> [Text provided]
START
On 11/20/2014 01:12 PM, Tom Kinghorn wrote:
> On 2014/11/20, 12:22 PM, Nigel Kukard wrote:
>>
>> Ok, everything looks pretty idle to me. Thats a good thing. First
>> thing I do is look for CPU usage (shows you how much power your rules
>> need) and then DB usage (how many queries required to satisfy the
>> policies you have in place). All yours look good.
>>
>> 1. Can you try enable full debugging and see if you see anything odd?
>> I'd expect a bunch of children to start up.
>>
>> 2. Also, try disable all your policies and see if you still have a
>> problem. I'm thinking maybe DNS resolution may be taking some time if
>> you using say the HELO check? Disabling all policies will show you if
>> policyd can process the requests its getting.
>>
>> We'll take it from there then.
>>
>> -N
> Hi Nigel.
END
> [Aim 1]
Answer these about the email:
(a) What does Nigel Kukard say he checks first?
(b) What does he think may be taking time if the HELO check is in use?
(c) At what time on 2014/11/20 did Nigel Kukard write his message?
> [Aim 2] Pick up the email about the policyd trouble where it stops, and keep writing it.
You won't need the listing for any of this.

> [Given records]
START
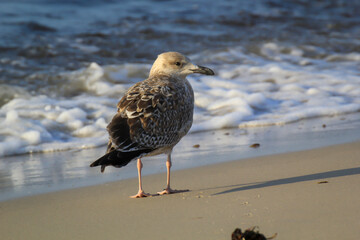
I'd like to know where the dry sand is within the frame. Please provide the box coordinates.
[0,142,360,240]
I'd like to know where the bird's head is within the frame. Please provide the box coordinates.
[150,52,214,78]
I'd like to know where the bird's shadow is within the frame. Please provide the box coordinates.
[213,167,360,195]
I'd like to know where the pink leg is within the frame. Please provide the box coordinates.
[158,153,189,195]
[130,158,151,198]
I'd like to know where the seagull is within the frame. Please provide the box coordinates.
[90,52,214,198]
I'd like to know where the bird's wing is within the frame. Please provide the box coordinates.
[107,76,192,151]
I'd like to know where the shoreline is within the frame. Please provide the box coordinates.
[0,141,360,240]
[0,113,360,202]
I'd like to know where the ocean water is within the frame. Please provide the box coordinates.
[0,0,360,157]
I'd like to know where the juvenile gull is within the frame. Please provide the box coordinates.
[90,52,214,198]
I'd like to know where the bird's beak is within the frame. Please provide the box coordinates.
[190,66,215,75]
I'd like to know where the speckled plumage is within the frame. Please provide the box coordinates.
[90,52,214,197]
[107,75,194,154]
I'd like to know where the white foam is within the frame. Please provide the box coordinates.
[0,43,360,156]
END
> [Task result 1]
(a) CPU usage
(b) DNS resolution
(c) 12:22 PM

> [Task result 2]
>
> Apparently a new DNS cluster has been provisioned and the servers
> which were alocated to me were still set to the old
> dns servers, which would have slowed down the DNS resolution.
>
> I have updated resolv.conf to reflect the new DNS cluster....lets see
> what happens
>
> I have noted a difference in the logs.
> No connection refused now...just lots of
>
> Nov 20 15:09:11 smtp7 postfix/smtpd[15708]: warning: problem talking
> to server 10.113.157.19:10031: Connection timed out
> Nov 20 15:09:17 smtp7 postfix/smtpd[14146]: warning: problem talking
> to server 10.113.157.19:10031: Connection timed out

Try capture one of the policy requests using tcpdump or even using a
custom one, then feed it via netcat/socat/nc6 into policyd. May very
well be DNS especially if you use any DNS checks in policyd. I'd say
look there first ;) then move onto submitting it yourself and trying to
see if you can reproduce manually.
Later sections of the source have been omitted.